== STATED PROBLEM ==
Copy the items below word for word, starting at the first line and ending at the line that contains "287, 783, 345, 833", with both of those lines included.

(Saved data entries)
==============================

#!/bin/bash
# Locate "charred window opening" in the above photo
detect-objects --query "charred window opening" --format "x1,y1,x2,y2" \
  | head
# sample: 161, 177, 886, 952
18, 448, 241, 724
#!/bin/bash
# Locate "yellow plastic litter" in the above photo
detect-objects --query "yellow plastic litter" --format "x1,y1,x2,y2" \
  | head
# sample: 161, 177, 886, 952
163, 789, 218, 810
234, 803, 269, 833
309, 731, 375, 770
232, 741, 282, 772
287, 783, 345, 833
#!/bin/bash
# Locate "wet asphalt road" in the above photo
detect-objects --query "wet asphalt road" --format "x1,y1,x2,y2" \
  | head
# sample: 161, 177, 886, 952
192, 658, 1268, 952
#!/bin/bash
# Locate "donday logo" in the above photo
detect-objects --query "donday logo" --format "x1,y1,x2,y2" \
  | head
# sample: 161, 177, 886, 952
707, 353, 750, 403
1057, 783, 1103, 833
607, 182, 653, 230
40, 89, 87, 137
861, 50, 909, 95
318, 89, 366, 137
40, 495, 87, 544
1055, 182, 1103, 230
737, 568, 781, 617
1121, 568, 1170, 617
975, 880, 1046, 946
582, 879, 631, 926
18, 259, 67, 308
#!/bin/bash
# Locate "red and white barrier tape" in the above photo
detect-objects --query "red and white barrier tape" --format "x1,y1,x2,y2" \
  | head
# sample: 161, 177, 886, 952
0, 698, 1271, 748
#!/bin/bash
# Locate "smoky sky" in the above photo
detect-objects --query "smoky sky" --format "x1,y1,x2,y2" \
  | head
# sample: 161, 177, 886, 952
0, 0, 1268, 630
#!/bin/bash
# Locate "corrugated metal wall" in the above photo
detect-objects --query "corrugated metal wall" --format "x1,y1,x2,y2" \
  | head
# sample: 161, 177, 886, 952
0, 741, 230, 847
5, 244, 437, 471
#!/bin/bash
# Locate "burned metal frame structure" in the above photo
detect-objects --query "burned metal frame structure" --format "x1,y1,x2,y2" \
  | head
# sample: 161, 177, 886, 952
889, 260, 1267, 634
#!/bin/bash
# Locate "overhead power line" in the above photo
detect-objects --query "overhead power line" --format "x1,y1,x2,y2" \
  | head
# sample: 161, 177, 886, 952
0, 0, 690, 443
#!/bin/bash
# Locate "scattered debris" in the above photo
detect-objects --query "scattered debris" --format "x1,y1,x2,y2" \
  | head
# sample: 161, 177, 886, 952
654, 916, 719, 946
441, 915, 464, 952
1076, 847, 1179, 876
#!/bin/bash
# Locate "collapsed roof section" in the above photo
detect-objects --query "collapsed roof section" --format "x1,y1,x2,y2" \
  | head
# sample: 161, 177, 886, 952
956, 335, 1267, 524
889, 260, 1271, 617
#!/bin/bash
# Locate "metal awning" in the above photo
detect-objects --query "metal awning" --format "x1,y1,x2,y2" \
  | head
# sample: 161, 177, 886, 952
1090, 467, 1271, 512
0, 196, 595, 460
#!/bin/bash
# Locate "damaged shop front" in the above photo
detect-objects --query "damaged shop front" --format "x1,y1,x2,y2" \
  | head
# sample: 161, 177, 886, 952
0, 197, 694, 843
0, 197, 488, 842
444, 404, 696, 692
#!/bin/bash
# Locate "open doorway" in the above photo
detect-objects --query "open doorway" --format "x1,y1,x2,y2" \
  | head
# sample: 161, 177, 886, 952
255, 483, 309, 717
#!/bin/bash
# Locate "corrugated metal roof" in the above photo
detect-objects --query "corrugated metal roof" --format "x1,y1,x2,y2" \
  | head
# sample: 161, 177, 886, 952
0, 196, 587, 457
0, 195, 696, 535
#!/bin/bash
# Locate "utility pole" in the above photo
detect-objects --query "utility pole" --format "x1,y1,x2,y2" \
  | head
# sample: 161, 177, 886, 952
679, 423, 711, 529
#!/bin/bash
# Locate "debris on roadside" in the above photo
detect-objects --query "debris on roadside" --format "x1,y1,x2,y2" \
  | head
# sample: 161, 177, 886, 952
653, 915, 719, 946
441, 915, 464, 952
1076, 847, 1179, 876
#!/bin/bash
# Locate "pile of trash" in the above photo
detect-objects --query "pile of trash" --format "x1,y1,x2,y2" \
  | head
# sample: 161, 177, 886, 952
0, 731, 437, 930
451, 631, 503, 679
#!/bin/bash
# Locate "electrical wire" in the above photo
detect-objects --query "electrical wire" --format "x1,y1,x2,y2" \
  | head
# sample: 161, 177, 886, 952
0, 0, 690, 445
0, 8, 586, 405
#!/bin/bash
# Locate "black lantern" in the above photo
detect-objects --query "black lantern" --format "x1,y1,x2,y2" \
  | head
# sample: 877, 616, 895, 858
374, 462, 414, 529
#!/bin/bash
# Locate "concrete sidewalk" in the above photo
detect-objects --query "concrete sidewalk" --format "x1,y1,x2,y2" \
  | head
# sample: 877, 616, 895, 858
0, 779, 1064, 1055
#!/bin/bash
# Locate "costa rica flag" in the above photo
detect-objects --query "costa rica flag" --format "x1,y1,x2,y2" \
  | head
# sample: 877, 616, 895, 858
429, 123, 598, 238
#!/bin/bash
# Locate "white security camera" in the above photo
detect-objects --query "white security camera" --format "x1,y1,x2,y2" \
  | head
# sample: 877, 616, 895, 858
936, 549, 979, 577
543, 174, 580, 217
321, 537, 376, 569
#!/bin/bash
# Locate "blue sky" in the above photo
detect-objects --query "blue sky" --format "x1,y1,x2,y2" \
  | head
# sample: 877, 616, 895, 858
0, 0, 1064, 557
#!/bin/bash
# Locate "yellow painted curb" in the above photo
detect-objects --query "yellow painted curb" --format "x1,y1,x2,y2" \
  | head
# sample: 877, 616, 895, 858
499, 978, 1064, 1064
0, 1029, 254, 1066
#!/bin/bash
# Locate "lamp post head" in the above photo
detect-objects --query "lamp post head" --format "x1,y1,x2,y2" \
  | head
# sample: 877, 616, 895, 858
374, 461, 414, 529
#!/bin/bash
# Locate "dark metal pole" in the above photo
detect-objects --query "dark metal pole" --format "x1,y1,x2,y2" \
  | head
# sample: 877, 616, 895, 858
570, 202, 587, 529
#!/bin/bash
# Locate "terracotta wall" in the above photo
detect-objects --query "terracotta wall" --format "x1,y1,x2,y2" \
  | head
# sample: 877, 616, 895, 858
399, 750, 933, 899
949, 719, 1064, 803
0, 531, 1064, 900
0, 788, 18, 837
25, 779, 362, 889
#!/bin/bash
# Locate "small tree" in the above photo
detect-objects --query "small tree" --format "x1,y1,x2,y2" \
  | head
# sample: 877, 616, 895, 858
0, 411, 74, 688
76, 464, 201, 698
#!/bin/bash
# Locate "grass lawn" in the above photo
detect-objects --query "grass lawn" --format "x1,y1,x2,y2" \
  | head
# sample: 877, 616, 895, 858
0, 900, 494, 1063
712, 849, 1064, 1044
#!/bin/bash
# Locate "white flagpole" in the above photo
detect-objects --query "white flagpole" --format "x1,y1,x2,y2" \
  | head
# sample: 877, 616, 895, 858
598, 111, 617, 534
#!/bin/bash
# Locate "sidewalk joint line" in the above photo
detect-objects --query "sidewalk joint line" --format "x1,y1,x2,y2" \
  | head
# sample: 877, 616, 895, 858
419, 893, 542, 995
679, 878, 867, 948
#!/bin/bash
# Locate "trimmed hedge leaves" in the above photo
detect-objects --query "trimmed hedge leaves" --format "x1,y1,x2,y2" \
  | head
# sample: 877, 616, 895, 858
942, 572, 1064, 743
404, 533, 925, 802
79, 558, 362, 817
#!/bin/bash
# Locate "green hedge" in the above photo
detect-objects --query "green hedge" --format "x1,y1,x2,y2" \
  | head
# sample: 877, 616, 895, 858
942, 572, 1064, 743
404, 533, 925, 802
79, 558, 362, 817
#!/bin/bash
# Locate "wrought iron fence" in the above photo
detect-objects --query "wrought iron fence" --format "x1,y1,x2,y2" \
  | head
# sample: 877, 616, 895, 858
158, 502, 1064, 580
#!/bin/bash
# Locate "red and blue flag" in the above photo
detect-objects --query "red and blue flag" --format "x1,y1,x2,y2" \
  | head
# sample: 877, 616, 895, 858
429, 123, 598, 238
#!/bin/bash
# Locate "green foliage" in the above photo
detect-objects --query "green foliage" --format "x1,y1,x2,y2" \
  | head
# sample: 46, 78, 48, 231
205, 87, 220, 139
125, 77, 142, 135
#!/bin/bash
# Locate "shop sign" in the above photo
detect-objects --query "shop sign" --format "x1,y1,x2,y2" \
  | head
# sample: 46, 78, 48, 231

==============================

== ANSWER TO THIS TASK ==
#!/bin/bash
# Locate "charred window opening" in the above photo
detect-objects --query "charred window opening" --format "x1,y1,x2,y2" \
  | head
# sample: 161, 177, 886, 952
18, 448, 241, 724
#!/bin/bash
# Locate "yellow plastic litter" in the above photo
detect-objects --query "yellow plastic litter" --format "x1,y1,x2,y2" \
  | head
# sample: 161, 177, 886, 952
163, 789, 218, 810
234, 803, 269, 833
309, 731, 375, 770
232, 741, 282, 772
287, 783, 345, 833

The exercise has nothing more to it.